**Goal**: Can you retype every record below exactly as written?

[Coordinate labeling data]
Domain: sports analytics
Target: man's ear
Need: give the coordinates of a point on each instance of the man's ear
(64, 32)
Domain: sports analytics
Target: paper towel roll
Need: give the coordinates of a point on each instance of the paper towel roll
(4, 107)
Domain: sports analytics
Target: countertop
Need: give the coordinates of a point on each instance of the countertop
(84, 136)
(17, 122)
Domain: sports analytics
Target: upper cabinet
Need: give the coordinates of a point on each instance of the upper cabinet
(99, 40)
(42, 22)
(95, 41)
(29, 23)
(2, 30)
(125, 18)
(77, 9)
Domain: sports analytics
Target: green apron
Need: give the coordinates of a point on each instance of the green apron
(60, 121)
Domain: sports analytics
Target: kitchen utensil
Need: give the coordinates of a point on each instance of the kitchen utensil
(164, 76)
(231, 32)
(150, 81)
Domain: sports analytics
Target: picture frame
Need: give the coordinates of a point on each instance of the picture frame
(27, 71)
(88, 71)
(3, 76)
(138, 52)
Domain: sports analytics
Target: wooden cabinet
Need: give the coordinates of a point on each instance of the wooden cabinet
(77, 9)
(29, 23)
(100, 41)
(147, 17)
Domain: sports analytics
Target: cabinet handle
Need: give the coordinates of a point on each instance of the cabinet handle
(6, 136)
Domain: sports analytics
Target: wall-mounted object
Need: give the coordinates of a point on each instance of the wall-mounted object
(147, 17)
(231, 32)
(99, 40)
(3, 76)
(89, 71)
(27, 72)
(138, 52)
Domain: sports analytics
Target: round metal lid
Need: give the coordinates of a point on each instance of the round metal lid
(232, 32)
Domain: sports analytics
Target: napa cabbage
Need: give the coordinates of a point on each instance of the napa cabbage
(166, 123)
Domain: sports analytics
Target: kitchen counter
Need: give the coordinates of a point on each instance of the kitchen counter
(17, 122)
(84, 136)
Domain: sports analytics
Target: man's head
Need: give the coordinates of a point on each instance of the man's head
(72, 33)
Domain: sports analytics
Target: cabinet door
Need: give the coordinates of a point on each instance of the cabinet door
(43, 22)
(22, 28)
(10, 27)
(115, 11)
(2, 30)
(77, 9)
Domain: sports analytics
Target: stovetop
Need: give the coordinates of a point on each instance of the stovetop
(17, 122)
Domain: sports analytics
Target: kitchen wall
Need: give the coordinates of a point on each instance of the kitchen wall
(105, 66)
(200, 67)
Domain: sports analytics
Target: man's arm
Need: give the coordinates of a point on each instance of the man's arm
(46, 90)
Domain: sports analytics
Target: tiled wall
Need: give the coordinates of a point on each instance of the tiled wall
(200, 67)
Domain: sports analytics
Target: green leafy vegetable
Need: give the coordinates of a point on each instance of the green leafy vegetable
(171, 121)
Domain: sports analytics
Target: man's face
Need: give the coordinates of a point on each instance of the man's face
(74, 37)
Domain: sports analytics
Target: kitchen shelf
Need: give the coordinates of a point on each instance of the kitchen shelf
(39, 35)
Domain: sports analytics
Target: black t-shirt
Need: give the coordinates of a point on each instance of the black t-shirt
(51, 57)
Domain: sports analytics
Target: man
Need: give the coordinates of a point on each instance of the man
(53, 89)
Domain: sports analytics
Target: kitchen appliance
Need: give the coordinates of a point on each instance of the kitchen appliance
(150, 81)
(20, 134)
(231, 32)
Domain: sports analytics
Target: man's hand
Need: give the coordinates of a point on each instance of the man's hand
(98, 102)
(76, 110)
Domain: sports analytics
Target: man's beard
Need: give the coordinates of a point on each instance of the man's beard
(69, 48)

**Exercise solution**:
Domain: sports analytics
Target: man's ear
Need: give the coordinates of a point on each instance of the man's ear
(64, 32)
Domain: sports analytics
Target: paper towel roll
Need: give the coordinates of a point on each instance of the paper towel roll
(4, 107)
Domain: sports analytics
Target: countertop
Need: give the coordinates of a point on each instance of the countertop
(84, 136)
(17, 122)
Domain: sports analytics
Target: upper cabinet
Need: give the coordinates of a point on each instance of the upper cabinet
(99, 40)
(42, 22)
(95, 41)
(29, 23)
(2, 30)
(125, 18)
(77, 9)
Domain: sports analytics
Target: green apron
Need: give the coordinates of a point on each instance of the green apron
(60, 121)
Domain: sports analytics
Target: kitchen utensil
Need: give the coordinates of a point on each instance of the kitchen utensil
(164, 76)
(231, 32)
(150, 81)
Domain: sports analytics
Target: picture frame
Need: give the coordinates of a point on each instance of the picture frame
(27, 71)
(88, 71)
(3, 76)
(138, 52)
Domain: sports analytics
Target: wooden cabinet
Need: give the coordinates of a point on each instance of the wooden cabinet
(77, 9)
(29, 23)
(100, 41)
(147, 17)
Domain: sports analytics
Target: cabinet handle
Need: give the coordinates of a point on each instance of the cabinet handle
(6, 136)
Domain: sports analytics
Target: wall-mounted object
Need: give the coordinates of a point on each instance of the wall-mounted object
(147, 17)
(231, 32)
(99, 40)
(3, 76)
(89, 71)
(27, 72)
(138, 52)
Domain: sports analytics
Target: round metal lid
Need: give the coordinates of a point on each instance of the round metal lid
(232, 32)
Domain: sports analytics
Target: napa cabbage
Need: give the coordinates of a point on each instance of the napa cabbage
(166, 123)
Domain: sports analytics
Target: kitchen counter
Need: give the coordinates of a point on each instance of the kitchen counter
(17, 122)
(84, 136)
Domain: sports analytics
Target: man's head
Need: give the coordinates of a point on each instance of the man's head
(72, 33)
Domain: sports analytics
Target: cabinet door
Need: give the coordinates of a point on each instance of the cabinet door
(43, 22)
(22, 28)
(10, 27)
(115, 11)
(2, 30)
(77, 9)
Domain: sports analytics
Target: stovetop
Need: give the coordinates of a point on each instance of the stovetop
(17, 122)
Domain: sports analytics
Target: kitchen wall
Need: give the coordinates of a point on each instance of the kitchen wall
(105, 66)
(200, 67)
Domain: sports analytics
Target: man's arm
Need: give the coordinates of a point on each instance of the man's arm
(46, 90)
Domain: sports analytics
Target: tiled wall
Need: give the coordinates of a point on each instance of the tiled wall
(200, 67)
Domain: sports analytics
Target: green leafy vegetable
Need: give the coordinates of a point on each instance of the green leafy vegetable
(171, 121)
Domain: sports analytics
Target: man's face
Need: give the coordinates of a point on each instance of the man's face
(74, 37)
Domain: sports analytics
Target: kitchen shelf
Need: give the coordinates of a point on each instance of the kitchen shelf
(39, 35)
Domain: sports analytics
Target: black t-shirt
Need: give the coordinates of a point on each instance of the black t-shirt
(51, 57)
Domain: sports analytics
Target: man
Need: give the coordinates of a point on each instance of the man
(53, 89)
Domain: sports analytics
Target: kitchen appliance
Need: give the coordinates of a point on each instance of the kitchen appliance
(150, 81)
(20, 134)
(231, 32)
Domain: sports analytics
Target: man's hand
Need: give the coordinates of a point on each instance of the man's hand
(98, 102)
(76, 110)
Domain: sports analytics
Target: man's beard
Need: give the coordinates of a point on each instance of the man's beard
(69, 48)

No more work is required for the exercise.